[START]

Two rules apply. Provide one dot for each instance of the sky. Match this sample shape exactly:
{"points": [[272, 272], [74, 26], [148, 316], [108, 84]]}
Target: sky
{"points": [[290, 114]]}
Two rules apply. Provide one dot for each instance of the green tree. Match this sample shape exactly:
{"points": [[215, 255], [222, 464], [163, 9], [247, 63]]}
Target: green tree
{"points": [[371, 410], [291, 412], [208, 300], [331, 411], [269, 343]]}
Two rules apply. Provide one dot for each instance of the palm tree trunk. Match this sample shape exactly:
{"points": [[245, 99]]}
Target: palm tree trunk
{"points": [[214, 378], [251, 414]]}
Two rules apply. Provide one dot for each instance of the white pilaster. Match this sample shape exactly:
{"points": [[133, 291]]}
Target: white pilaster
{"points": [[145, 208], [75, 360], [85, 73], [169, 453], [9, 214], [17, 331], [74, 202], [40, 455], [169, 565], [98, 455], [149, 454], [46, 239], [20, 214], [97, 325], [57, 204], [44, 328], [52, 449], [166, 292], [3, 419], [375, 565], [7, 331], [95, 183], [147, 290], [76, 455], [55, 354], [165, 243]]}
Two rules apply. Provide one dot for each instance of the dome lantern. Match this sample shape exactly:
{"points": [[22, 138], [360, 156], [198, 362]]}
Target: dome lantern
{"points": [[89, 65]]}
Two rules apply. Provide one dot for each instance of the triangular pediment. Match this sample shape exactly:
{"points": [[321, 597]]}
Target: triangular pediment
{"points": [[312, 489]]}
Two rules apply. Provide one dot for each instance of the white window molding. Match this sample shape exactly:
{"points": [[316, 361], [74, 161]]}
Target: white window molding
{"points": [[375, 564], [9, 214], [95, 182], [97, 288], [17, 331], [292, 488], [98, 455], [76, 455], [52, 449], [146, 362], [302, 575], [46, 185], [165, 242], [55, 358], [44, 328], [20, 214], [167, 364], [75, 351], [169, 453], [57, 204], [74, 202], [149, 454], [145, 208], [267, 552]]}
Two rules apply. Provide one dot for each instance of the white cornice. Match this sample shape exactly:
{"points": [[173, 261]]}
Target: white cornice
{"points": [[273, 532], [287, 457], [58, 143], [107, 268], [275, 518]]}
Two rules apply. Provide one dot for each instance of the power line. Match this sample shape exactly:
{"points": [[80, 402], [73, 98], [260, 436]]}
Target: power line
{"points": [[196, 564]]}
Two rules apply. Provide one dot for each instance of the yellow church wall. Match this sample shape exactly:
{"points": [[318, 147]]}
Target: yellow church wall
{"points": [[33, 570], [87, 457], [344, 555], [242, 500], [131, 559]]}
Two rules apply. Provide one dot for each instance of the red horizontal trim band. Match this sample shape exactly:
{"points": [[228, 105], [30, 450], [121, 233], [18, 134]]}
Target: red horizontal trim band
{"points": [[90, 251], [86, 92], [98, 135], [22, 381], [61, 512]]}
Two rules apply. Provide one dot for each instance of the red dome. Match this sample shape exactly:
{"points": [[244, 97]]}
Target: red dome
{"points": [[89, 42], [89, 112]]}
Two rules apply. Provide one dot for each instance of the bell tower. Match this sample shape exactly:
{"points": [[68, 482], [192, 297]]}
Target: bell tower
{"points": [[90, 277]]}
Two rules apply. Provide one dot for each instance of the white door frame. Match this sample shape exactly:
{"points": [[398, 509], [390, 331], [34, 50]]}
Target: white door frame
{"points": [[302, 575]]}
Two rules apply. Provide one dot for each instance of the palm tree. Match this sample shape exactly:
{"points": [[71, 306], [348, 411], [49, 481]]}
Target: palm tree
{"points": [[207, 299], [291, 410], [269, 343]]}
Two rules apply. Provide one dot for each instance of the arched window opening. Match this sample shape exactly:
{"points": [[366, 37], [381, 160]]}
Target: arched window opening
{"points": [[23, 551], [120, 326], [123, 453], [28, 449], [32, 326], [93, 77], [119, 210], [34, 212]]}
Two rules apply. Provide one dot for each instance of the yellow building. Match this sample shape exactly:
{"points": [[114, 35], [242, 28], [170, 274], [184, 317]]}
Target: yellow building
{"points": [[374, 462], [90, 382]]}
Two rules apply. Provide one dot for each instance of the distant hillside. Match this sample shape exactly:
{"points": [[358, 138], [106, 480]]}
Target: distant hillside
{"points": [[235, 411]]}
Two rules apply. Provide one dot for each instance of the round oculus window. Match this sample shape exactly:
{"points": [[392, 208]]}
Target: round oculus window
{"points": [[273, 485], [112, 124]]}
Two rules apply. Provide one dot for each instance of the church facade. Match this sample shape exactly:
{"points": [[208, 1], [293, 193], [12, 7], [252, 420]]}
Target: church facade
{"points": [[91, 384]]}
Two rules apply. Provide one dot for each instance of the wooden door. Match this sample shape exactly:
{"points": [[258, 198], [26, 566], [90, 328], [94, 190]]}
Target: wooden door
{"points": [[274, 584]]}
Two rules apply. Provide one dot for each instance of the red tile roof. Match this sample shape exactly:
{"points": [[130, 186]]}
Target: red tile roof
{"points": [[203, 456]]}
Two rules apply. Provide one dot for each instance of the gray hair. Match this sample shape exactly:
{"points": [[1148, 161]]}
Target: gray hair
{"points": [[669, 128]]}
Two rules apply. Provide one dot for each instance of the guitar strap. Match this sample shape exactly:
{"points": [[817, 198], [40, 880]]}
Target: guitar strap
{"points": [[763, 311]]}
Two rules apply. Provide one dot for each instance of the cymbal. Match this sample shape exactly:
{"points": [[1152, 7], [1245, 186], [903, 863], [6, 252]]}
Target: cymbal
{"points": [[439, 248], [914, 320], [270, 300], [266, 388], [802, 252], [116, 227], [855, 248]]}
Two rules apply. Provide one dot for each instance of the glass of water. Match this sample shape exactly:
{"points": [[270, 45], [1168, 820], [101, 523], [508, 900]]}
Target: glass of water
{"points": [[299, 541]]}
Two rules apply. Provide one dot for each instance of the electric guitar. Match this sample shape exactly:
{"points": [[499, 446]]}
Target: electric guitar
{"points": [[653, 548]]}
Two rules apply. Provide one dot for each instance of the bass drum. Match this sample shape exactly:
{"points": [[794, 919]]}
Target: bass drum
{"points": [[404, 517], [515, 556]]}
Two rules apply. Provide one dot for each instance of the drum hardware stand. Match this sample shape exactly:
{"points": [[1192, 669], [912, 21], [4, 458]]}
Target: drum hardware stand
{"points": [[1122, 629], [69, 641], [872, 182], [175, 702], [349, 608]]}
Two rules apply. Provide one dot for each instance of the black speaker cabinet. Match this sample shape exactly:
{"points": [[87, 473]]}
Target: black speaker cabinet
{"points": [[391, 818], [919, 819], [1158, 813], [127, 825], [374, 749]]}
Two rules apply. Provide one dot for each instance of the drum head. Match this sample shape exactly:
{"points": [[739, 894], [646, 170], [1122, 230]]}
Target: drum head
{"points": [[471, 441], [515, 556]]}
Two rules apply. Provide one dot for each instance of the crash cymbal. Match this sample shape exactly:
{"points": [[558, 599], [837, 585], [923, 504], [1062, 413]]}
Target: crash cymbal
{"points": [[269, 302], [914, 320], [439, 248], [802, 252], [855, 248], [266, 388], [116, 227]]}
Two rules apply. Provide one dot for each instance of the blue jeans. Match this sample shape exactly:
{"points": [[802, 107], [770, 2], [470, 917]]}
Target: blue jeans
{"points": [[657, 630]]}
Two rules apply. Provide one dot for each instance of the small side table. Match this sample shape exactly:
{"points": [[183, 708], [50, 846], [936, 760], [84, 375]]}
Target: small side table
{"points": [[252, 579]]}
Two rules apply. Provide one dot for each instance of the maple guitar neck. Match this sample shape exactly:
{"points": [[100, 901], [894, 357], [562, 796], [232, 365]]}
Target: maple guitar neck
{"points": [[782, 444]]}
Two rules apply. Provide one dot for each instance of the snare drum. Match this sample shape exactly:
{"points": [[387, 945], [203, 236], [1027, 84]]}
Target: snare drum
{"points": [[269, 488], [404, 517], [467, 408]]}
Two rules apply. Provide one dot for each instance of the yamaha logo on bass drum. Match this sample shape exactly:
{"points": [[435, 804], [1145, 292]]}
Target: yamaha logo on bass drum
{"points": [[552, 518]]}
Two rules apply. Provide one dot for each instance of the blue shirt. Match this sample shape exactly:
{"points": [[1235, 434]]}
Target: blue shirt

[END]

=== The task ===
In the entries above, take the line containing "the drum head." and each later line through the last, and repeat them exactly. Output nothing else.

=== Correct output ===
Two rules apply. Provide one dot for each instance of the drum head. Match this sample shape exactly:
{"points": [[739, 894], [646, 170], [1122, 230]]}
Target: drum head
{"points": [[471, 441], [515, 556]]}
Two rules apply. Provide one dot for each instance of the crash cymbal. Match this sample shape exactly:
{"points": [[558, 599], [837, 585], [923, 504], [1062, 413]]}
Target: crash cymbal
{"points": [[269, 302], [914, 320], [439, 248], [802, 252], [855, 248], [266, 388], [116, 227]]}
Two rules apply. Provide one dot for each instance of the blue jeans. Match this sample shape exactly:
{"points": [[802, 107], [770, 2], [470, 917]]}
Target: blue jeans
{"points": [[657, 630]]}
Two rules apply. Provide one dot for each instance of the small side table. Match this sample shape exactly:
{"points": [[183, 708], [50, 846], [936, 760], [84, 375]]}
Target: small side table
{"points": [[252, 579]]}
Two rules apply. Provide one dot for each instance of the maple guitar neck. Match this sample shape exactly:
{"points": [[100, 901], [894, 357], [562, 796], [232, 365]]}
Target: maple guitar neck
{"points": [[782, 444]]}
Two rules apply. Provide one dot for each instance of the snare drum. Match this sample shape exactly:
{"points": [[387, 945], [203, 236], [1027, 84]]}
Target: snare drum
{"points": [[269, 488], [404, 517], [467, 408]]}
Two rules apply. Provide one dot for each instance of the yamaha logo on bass drum. Match this sample shape exactly:
{"points": [[435, 804], [1145, 292]]}
Target: yamaha logo on bass drum
{"points": [[552, 518]]}
Two rules apply. Provide one dot for each instance of the blue shirt. Match this sample shape exactly:
{"points": [[1235, 434]]}
Target: blue shirt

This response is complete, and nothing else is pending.